#### Recorded information:
━━━━━━

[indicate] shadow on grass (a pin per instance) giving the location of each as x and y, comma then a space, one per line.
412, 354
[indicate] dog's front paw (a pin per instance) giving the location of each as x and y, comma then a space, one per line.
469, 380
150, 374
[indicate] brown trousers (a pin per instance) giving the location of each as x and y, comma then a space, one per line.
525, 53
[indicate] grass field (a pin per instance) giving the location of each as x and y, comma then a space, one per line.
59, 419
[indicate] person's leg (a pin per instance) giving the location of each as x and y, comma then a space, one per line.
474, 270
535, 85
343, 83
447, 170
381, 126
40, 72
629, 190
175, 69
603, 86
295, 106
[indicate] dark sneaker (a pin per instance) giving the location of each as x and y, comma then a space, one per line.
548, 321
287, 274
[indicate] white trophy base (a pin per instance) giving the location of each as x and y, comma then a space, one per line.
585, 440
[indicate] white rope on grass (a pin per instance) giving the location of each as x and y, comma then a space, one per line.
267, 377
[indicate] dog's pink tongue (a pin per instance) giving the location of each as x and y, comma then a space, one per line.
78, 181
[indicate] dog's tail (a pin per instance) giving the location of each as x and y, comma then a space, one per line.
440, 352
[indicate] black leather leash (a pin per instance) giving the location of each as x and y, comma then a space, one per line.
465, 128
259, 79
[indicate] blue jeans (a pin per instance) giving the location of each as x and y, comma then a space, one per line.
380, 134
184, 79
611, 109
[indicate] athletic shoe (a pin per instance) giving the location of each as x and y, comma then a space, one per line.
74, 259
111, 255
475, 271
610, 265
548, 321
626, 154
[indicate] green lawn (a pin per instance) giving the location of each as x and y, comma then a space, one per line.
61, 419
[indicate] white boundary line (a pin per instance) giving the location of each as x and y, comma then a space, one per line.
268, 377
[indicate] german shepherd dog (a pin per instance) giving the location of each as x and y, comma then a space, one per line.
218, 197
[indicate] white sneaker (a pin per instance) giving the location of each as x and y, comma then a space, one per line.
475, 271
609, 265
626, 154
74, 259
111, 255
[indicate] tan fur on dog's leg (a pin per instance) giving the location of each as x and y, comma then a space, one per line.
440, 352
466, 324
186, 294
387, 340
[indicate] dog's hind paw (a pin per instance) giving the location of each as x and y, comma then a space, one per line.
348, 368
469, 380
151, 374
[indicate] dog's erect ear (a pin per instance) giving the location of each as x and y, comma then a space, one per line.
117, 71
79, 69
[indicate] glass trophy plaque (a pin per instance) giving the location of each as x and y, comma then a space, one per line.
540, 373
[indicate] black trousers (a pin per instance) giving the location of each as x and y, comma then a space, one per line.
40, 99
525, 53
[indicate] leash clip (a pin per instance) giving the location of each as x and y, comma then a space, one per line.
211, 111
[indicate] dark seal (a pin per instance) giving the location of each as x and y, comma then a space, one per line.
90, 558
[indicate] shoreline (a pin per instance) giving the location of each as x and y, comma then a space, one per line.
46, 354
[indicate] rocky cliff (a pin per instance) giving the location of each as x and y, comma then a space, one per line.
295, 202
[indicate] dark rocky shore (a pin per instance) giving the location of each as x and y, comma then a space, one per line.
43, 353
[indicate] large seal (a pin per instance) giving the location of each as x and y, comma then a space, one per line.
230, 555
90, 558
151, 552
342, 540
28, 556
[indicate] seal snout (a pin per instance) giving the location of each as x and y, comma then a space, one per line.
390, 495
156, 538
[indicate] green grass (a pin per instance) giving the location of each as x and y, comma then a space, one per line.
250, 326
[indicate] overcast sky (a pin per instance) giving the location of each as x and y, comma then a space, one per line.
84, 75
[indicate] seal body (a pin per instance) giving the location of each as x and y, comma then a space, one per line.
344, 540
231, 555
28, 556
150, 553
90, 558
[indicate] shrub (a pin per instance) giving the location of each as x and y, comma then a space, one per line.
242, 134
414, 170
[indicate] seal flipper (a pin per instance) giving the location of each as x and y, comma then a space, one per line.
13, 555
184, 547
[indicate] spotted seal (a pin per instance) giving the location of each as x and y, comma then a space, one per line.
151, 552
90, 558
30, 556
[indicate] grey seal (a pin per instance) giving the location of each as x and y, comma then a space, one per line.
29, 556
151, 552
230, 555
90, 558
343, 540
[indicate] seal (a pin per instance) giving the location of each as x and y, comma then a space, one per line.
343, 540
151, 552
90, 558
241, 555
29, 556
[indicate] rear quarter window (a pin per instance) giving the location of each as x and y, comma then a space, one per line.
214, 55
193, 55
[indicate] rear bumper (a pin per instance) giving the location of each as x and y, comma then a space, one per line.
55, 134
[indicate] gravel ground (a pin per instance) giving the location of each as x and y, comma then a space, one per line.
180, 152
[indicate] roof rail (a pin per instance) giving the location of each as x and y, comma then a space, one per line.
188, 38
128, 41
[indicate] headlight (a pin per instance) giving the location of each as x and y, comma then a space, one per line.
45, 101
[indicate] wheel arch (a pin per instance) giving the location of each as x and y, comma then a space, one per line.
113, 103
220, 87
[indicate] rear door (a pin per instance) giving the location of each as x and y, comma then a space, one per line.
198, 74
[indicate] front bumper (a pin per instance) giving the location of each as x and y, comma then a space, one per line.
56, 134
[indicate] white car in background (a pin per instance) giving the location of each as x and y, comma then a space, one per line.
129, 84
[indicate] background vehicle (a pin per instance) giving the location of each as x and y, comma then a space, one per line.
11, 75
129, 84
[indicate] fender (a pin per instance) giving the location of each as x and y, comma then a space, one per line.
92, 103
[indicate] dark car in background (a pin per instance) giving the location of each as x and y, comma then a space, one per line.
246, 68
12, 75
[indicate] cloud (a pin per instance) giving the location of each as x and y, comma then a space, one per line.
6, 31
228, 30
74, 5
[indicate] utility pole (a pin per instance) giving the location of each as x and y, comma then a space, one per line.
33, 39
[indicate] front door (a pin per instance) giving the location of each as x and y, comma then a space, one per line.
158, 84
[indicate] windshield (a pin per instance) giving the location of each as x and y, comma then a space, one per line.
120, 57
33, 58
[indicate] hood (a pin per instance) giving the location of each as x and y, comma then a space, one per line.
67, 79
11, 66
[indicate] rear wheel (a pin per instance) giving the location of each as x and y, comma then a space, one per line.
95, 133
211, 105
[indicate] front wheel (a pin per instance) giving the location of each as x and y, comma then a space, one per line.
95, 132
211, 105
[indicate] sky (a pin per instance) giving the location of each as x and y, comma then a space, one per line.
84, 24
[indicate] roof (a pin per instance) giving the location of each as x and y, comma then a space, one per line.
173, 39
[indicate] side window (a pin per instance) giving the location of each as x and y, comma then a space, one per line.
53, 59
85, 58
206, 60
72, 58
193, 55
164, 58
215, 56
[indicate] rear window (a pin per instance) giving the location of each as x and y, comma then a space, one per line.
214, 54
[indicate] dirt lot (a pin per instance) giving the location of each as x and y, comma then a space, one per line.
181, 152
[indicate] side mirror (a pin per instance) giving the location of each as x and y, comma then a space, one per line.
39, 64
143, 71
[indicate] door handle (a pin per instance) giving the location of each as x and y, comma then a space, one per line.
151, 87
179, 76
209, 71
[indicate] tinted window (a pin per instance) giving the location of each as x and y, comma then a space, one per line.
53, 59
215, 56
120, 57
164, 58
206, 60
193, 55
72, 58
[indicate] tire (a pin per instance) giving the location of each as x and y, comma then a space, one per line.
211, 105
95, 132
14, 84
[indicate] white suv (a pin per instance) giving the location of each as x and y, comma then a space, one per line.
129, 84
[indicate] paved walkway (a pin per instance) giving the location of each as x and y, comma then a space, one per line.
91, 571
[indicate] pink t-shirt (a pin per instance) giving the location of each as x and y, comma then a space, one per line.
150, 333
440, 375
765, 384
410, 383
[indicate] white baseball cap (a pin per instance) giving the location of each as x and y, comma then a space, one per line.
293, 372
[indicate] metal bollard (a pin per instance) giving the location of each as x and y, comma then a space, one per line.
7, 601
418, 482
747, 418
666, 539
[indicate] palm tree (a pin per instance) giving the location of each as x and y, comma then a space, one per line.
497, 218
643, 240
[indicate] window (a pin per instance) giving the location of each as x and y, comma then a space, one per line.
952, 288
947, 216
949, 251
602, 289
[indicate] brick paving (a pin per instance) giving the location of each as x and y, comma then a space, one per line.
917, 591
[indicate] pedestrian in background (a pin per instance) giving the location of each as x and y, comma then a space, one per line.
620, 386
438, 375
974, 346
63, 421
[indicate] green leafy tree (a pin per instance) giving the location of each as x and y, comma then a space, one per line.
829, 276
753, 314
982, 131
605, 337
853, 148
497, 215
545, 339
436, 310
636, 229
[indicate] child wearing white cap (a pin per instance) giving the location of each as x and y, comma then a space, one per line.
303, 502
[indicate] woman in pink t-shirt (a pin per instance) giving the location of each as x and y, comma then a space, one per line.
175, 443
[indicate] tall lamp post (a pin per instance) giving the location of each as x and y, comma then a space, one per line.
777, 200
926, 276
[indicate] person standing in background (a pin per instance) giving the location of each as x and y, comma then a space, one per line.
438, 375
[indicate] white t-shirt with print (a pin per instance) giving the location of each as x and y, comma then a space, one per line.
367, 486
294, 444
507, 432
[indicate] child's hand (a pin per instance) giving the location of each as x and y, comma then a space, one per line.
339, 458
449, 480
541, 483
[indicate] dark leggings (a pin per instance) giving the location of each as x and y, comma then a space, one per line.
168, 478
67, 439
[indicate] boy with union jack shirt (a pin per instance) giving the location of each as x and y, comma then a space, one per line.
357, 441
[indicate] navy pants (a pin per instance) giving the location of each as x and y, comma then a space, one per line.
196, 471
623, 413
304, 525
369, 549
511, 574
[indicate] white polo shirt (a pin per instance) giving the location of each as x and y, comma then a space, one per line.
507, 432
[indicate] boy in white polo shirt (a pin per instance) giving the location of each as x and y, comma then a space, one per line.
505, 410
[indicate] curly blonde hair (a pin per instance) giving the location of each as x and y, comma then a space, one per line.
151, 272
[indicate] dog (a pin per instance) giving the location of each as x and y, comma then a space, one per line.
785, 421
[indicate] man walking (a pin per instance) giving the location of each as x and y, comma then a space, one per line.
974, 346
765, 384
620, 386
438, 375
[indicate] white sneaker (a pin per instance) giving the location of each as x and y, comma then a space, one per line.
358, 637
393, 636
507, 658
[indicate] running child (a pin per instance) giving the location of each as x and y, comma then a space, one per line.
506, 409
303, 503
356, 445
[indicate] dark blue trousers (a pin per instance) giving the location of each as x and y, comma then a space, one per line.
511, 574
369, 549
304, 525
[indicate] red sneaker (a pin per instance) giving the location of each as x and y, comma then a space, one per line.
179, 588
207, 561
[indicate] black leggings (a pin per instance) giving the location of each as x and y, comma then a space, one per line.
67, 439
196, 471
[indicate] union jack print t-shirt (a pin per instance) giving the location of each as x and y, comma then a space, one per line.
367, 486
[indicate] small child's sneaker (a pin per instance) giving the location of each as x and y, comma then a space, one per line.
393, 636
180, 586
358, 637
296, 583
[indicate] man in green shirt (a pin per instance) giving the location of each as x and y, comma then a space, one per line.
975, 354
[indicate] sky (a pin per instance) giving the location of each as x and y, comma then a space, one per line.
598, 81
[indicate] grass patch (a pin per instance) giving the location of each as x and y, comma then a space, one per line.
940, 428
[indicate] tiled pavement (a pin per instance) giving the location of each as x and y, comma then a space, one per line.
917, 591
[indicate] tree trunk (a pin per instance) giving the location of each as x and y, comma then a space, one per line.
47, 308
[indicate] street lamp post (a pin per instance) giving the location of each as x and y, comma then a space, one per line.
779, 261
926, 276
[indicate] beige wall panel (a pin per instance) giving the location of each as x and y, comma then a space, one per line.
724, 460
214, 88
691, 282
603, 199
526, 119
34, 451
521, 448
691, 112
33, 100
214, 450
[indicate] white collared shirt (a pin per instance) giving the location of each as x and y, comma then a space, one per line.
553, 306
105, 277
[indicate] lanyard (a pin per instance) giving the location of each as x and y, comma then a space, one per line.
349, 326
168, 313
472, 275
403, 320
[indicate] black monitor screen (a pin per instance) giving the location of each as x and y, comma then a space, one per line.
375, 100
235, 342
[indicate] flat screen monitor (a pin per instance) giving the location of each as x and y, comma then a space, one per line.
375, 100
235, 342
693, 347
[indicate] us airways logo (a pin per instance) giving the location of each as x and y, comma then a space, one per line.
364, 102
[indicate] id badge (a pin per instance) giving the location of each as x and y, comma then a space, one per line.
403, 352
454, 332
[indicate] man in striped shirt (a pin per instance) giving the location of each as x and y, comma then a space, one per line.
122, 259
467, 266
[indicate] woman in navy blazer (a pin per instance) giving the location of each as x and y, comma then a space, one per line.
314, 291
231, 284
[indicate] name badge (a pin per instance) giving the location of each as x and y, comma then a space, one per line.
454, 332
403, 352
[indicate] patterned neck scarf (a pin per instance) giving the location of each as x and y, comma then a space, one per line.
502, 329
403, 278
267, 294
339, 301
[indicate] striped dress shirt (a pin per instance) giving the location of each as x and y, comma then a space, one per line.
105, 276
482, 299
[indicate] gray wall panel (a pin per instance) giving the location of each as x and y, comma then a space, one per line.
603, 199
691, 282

━━━━━━

#### Task prompt:
Can you quote exactly the lines from the one containing "[indicate] black monitor" through the last line of the records above, and nothing else?

#### Result:
[indicate] black monitor screen (a pin per instance) giving the location of each as x and y, comma then a space, one per line.
375, 100
235, 342
[indicate] flat screen monitor (a pin per instance) giving the location of each as x and y, comma then a space, one per line.
375, 100
235, 342
693, 347
[indicate] us airways logo (a pin per instance) giving the location of each as x and y, comma then a space, one per line.
364, 102
[indicate] id badge (a pin per instance) giving the location of each as x and y, comma then a space, one per line.
403, 352
454, 332
[indicate] man in striped shirt (a pin per instance) giving the location of each as x and y, comma then a space, one per line.
122, 259
467, 266
[indicate] woman in navy blazer (a pin per instance) giving the location of each as x and y, comma then a space, one per line.
314, 291
231, 284
[indicate] name badge (a pin per instance) giving the location of each as x and y, comma then a space, one per line.
454, 332
403, 352
[indicate] patterned neck scarf (a pin per instance) giving the location of each as x and y, comma then a space, one per line.
502, 329
403, 278
267, 294
339, 301
[indicate] striped dress shirt (a pin per instance) giving the location of each as x and y, comma then a space, one per line.
105, 276
482, 299
[indicate] gray wall panel (a pin per instance) giving the location of each as x and y, comma then a space, one per line.
603, 199
691, 282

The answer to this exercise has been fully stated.